§ **Data excerpts**:

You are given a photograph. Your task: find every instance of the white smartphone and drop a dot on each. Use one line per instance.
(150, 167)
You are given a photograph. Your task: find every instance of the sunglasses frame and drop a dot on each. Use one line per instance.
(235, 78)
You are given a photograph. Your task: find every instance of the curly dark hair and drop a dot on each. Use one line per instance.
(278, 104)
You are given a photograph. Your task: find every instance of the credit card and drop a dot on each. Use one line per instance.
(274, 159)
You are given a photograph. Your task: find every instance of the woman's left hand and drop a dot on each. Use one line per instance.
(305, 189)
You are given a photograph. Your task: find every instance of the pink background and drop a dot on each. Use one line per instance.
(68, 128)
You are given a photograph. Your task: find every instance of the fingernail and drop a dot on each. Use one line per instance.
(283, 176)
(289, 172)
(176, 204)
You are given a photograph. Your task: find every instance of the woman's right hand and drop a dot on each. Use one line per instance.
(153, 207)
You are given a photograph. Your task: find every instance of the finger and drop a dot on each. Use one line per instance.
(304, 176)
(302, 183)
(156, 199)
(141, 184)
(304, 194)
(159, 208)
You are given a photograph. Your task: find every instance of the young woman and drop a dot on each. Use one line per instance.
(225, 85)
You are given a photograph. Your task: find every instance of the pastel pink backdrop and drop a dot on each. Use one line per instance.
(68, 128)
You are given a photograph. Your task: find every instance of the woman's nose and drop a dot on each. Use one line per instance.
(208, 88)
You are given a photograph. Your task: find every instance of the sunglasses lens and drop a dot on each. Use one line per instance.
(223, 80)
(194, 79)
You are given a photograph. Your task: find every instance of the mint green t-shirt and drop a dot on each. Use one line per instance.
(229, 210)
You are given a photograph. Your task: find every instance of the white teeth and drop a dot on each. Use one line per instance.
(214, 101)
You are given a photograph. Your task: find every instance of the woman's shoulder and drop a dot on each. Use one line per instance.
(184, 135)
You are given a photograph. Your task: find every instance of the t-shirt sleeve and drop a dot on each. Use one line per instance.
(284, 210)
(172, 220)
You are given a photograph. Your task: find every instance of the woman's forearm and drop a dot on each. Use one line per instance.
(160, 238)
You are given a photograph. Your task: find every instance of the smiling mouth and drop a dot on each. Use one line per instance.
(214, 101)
--
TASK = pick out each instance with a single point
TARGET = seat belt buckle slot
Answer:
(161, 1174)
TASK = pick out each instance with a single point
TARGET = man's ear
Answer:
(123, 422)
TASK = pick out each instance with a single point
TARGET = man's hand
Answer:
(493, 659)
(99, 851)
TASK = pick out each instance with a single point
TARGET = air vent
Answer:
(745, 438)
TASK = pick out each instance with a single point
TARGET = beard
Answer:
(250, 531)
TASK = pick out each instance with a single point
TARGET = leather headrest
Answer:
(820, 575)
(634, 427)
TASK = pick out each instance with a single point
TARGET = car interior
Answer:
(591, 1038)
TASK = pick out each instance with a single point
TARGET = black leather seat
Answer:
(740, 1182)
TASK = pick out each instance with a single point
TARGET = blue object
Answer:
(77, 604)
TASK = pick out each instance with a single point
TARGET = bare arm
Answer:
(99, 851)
--
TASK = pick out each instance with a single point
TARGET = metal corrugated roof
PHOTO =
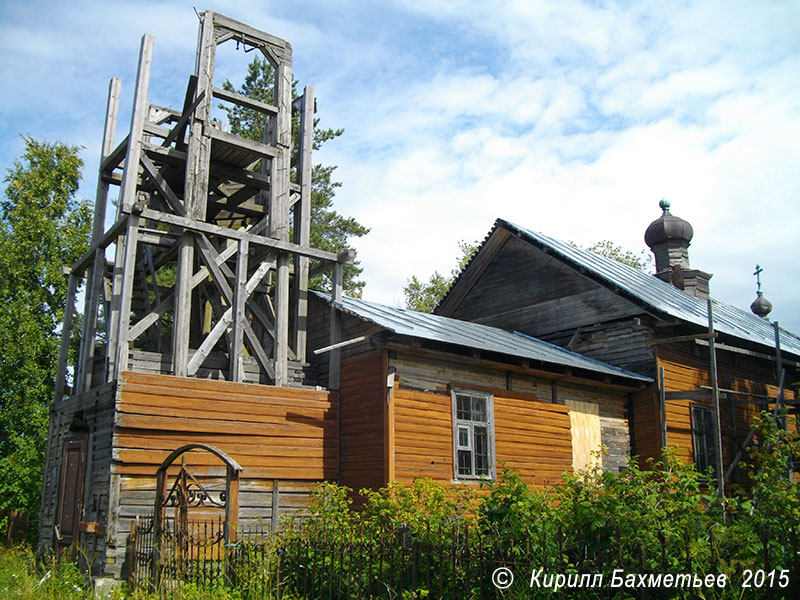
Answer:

§ **Exercise objective**:
If a line of the data contains the word "seat", it counts toward the total; state that total alone.

§ **The answer**:
2